• [Your goal]: Every entry here needs to be repeated exactly.
┌─ Exercise data
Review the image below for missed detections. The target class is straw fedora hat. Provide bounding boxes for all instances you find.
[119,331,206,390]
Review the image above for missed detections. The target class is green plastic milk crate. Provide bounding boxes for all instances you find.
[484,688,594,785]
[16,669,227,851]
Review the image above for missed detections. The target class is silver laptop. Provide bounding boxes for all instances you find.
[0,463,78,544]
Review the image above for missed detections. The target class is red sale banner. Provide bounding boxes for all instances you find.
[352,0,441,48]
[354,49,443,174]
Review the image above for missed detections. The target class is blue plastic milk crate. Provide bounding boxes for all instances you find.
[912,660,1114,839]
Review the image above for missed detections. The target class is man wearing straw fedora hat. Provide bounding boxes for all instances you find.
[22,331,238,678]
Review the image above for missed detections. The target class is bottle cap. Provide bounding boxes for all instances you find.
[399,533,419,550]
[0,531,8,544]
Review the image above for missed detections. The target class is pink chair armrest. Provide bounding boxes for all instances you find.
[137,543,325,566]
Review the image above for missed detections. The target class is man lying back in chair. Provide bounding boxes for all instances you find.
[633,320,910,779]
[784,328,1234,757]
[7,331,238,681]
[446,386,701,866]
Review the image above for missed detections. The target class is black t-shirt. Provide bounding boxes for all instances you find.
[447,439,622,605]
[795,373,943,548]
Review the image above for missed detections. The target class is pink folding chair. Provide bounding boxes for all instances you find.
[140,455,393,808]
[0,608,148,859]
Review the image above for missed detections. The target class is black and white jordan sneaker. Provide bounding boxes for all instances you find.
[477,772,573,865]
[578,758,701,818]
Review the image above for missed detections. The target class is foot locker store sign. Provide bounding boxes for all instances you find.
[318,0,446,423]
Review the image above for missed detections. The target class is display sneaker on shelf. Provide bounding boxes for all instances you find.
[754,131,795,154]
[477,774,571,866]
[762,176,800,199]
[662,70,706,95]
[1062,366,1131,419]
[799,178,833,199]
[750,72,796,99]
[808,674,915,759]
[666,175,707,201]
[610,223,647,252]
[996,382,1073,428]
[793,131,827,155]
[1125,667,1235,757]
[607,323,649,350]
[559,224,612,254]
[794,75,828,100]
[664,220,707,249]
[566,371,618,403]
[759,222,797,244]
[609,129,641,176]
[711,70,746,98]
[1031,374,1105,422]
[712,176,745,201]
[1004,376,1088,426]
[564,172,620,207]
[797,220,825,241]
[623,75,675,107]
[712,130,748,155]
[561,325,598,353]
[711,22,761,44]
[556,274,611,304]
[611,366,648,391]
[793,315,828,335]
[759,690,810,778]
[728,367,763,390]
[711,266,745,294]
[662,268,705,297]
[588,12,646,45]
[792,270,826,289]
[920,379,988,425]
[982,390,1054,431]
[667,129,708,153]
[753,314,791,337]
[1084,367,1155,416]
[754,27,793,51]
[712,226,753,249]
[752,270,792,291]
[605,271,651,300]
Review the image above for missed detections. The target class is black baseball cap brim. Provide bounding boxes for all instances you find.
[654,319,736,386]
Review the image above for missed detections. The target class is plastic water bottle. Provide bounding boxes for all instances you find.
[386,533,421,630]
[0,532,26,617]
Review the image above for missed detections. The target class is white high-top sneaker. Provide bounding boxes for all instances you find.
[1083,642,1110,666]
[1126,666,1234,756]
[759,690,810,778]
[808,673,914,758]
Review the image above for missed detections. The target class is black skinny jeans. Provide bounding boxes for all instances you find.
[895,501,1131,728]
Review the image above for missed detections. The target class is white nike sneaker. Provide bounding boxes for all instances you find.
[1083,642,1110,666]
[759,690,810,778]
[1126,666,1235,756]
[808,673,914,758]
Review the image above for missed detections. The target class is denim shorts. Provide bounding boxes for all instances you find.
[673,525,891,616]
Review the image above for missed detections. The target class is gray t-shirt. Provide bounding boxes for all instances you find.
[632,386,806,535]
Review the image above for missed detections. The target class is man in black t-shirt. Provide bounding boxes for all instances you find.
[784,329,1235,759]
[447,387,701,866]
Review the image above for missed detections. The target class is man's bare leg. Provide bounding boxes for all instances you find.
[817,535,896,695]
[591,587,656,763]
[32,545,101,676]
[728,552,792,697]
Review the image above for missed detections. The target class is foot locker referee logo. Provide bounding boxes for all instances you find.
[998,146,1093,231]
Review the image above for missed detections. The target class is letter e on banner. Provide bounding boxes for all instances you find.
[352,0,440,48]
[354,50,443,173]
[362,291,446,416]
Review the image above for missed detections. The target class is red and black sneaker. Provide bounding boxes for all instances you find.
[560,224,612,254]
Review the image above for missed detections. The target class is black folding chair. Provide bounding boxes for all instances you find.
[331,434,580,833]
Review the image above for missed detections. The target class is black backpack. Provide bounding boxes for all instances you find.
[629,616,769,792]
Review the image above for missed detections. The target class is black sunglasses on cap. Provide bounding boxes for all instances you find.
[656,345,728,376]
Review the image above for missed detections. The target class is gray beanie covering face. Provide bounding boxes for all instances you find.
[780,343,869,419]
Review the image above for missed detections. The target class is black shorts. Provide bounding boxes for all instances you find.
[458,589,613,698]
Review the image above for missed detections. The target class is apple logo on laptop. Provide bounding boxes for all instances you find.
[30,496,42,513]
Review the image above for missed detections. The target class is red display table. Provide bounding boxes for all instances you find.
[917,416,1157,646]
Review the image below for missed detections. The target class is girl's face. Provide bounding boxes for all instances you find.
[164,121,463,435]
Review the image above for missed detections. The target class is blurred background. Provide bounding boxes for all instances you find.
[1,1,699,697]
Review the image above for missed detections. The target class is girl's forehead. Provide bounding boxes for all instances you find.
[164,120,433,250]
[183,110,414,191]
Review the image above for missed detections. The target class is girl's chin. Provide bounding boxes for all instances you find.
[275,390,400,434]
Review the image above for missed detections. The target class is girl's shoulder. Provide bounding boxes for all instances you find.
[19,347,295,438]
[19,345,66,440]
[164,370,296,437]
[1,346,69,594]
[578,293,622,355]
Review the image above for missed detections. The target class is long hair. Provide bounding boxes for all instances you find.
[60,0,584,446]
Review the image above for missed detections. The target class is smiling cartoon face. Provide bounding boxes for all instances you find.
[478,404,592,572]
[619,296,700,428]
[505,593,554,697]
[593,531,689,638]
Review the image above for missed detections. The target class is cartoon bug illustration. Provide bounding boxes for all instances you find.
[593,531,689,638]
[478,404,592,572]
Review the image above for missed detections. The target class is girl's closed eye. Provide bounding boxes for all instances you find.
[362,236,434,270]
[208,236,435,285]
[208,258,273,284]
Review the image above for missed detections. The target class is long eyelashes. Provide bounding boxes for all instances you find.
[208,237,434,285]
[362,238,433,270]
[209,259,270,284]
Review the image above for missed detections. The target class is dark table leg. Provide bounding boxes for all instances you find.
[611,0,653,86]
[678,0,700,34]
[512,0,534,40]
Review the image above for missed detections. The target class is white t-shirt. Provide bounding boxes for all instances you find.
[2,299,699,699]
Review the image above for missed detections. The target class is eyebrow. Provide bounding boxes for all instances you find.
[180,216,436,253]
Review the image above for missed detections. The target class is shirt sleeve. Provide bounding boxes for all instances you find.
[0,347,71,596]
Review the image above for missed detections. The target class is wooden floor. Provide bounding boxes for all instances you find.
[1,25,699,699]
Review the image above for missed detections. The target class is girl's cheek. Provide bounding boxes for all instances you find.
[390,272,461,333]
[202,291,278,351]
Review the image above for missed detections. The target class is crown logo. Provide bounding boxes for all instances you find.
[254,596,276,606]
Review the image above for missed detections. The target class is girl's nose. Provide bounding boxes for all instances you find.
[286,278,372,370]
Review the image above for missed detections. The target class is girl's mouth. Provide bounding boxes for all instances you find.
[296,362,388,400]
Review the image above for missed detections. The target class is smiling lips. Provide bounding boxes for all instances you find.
└─
• [Exercise answer]:
Review the image below for missed detections. The target class is straw fedora hat. Provide bounding boxes for all instances you find.
[119,331,206,390]
Review the image above for missed detections. The target class is green plastic milk crate. Provide bounding boxes for all instances you find.
[484,688,594,785]
[16,669,227,851]
Review the image above for missed detections. The target class is silver laptop. Provide bounding boxes for all instances you find.
[0,463,78,544]
Review the image above for missed detections. The target class is red sale banner. Provide bounding boxes for all instances you find.
[352,0,441,48]
[354,49,443,174]
Review the image above for missed detections. The target class is blue plastic milk crate. Provide bounding boxes for all instances you find.
[912,660,1114,839]
Review the image above for missed detections. The target class is man wearing straw fedora hat. Provide bounding boxes for all instances you find.
[22,331,238,678]
Review the image above for missed detections. The target class is bottle cap. Provide bounding boxes for all instances you find.
[399,533,419,550]
[0,531,8,544]
Review the image above for missed detections. The target class is pink chair armrest. Provide bounding boxes for all instances you find.
[137,543,325,566]
Review the image above for missed detections. The target class is man lying back in chair. Provide bounding boxes for all instances you find.
[633,320,910,779]
[784,328,1234,757]
[7,331,238,681]
[446,386,701,866]
Review the image above for missed detections. The target class is black t-shirt. Provide bounding boxes for all instances you find.
[447,439,622,605]
[795,373,943,548]
Review the image above for missed detections. The target class is pink folding chair. Provide bounding boxes for all instances you find.
[140,455,393,808]
[0,608,148,859]
Review the image above for missed detections. The target class is black and white jordan sneaker. Provide bounding boxes for all instances you find.
[477,772,573,865]
[578,758,701,818]
Review the image above for missed detections. The target class is foot locker store sign. Provide bounding boxes for all instances you find.
[318,0,446,423]
Review the image above for missed detections. The target class is display sneaker on shelf. Provide bounding boxes for all instances you find.
[754,131,795,154]
[477,774,571,866]
[762,176,800,199]
[662,70,706,95]
[1062,366,1131,419]
[799,178,833,199]
[750,72,796,99]
[808,674,915,759]
[666,175,707,201]
[610,223,647,252]
[996,382,1073,428]
[793,131,827,155]
[1125,667,1235,757]
[607,323,649,350]
[559,224,612,254]
[794,75,828,100]
[664,220,707,249]
[566,371,618,403]
[759,222,797,244]
[609,129,641,176]
[711,70,746,98]
[1031,374,1105,422]
[712,176,745,201]
[1004,376,1088,426]
[564,172,620,207]
[797,220,825,241]
[623,75,675,107]
[712,130,748,155]
[561,325,598,353]
[711,22,761,44]
[556,274,611,304]
[611,366,648,391]
[793,315,828,335]
[759,690,810,778]
[728,367,763,390]
[711,266,745,294]
[662,268,705,297]
[588,12,646,45]
[792,270,826,289]
[920,379,988,425]
[982,390,1054,431]
[667,129,708,153]
[753,314,791,337]
[1084,367,1155,416]
[754,27,793,51]
[712,226,753,249]
[752,270,792,291]
[605,271,651,300]
Review the image above for missed detections. The target class is black baseball cap brim. Provide bounding boxes for all instances you find.
[654,319,736,386]
Review the image above for missed detections. The target class is plastic water bottle. Provide bounding boxes for all instances you find.
[386,533,421,630]
[0,532,26,617]
Review the image above for missed detections. The target class is white high-top sneaker. Provide bounding boxes for all instances you find.
[1083,642,1110,666]
[1126,666,1234,756]
[759,690,810,778]
[808,673,914,758]
Review the image above for missed detections. The target class is black skinny jeans. Provide bounding boxes for all instances you find.
[895,501,1131,728]
Review the image above for missed detections. The target class is white nike sneaker. Provide bounding boxes for all instances you find.
[1083,642,1110,666]
[759,690,810,778]
[1126,666,1235,756]
[808,673,914,758]
Review the image above for missed detections. The target class is denim shorts. Provide bounding boxes for all instances you find.
[673,525,891,616]
Review the image above for missed detections. The target class is gray t-shirt. Provide bounding boxes for all instances you find.
[632,386,806,535]
Review the image above for missed detections. The target class is man in black t-shirt. Provide bounding boxes for all instances you find.
[784,329,1235,759]
[447,387,701,866]
Review the image above for missed detections. The target class is man's bare leg. Provide bounding boxes for all instances you find.
[817,535,896,695]
[591,587,656,763]
[32,545,101,676]
[728,552,792,697]
Review the image above for missed detections. The target class is foot locker referee logo. Provide bounding boxes for all instances you find.
[998,146,1093,231]
Review the image above for missed detections. The target class is letter e on banner. Provide bounding boxes for all instances you find.
[352,0,440,48]
[354,50,443,173]
[362,291,446,416]
Review the image above for missed detections. The target class is red and black sneaker. Provide bounding boxes for all instances you find.
[560,224,612,254]
Review the image above for missed detections. The target class is black folding chair. Provide bounding boxes for all instances you find.
[331,434,580,833]
Review the image above for missed detections. The target class is black backpack. Provide bounding boxes for all instances you find.
[629,616,769,792]
Review the image above for missed detections. The target class is black sunglasses on cap. Provide bounding boxes for all instances you find.
[656,345,728,376]
Review the image above for missed detections. The target class is gray beanie covering face. Provide bounding boxes for all instances you find.
[780,343,869,419]
Review the image above for missed detections. The target class is black shorts. Provide bounding boxes for all instances you find.
[458,589,613,698]
Review the image above for missed detections. The target class is apple logo on laptop. Provide bounding boxes for all instances you find.
[30,496,42,513]
Review the image above for missed detections. The target class is red display table. Provide bounding boxes for all instances you find.
[917,416,1157,646]
Review the image below for missed detections. The target class is girl's face. Provide bounding boxes for all instances you find.
[164,121,463,435]
Review the image above for missed detections. The target class is blurred background. Provide bounding boxes for all instances you find.
[1,1,699,697]
Review the image above for missed detections. The target class is girl's forehead. Provide bounding boxes for all instances you find.
[164,120,433,250]
[183,110,414,191]
Review the image above for missed detections. The target class is girl's chin. Provide bounding boxes for all instances you find.
[275,390,400,434]
Review the image above for missed detections. The target class is girl's shoulder. Provide bounding boxes for all instances you find.
[19,347,295,438]
[19,345,66,440]
[164,370,296,437]
[1,346,69,594]
[578,293,622,355]
Review the image above for missed detections. The target class is long hair. Provide bounding boxes for all instances you find.
[60,0,584,446]
Review the image above for missed detections. The target class is smiling cartoon face. Provide bounding boxes for all instances you find.
[478,404,592,572]
[619,296,700,428]
[505,593,554,697]
[593,531,689,638]
Review the image above for missed detections. The target class is cartoon bug illustration. Provide bounding boxes for all instances you find.
[593,531,689,638]
[478,404,592,572]
Review the image above for missed detections. The target class is girl's closed eye. Provide bounding boxes for all instances you find.
[362,236,434,270]
[208,236,435,285]
[208,258,273,284]
Review the image above for missed detections. The target class is long eyelashes. Provide bounding boxes for all instances you find.
[208,237,434,285]
[362,238,433,270]
[209,259,270,284]
Review the image above for missed detections. The target class is dark table leg. Provide bounding boxes for all instances you find.
[611,0,653,86]
[678,0,700,34]
[512,0,534,40]
Review the image above for missed detections. The target class is white t-shirt. Provide bounding boxes for all instances you find.
[2,299,699,699]
Review the image above for missed detections. The target class is eyebrow. Provide bounding boxes for all instances you find.
[180,216,436,253]
Review the image above for missed detections. The target class is shirt sleeve. Provide bounding boxes for all instances you find.
[0,347,71,596]
Review the image above for missed detections. The target class is wooden floor. Provide bounding boxes for all instances you find.
[1,25,699,699]
Review the image above for missed detections. The target class is girl's cheek. Provide bounding boxes for all instances you find.
[390,272,461,333]
[202,291,278,351]
Review the image above for missed detections. The target class is crown logo. Provide bounding boxes for all instances you find.
[254,596,276,606]
Review the image above for missed detections. The target class is girl's nose. Provide bounding boxes for all instances you find.
[286,278,372,370]
Review the image above for missed detections. The target class is girl's mouth. Provide bounding boxes for all instances you find.
[296,362,388,400]
Review the image above for missed detections. The target class is smiling lips. Provide bounding boxes for all instances you find.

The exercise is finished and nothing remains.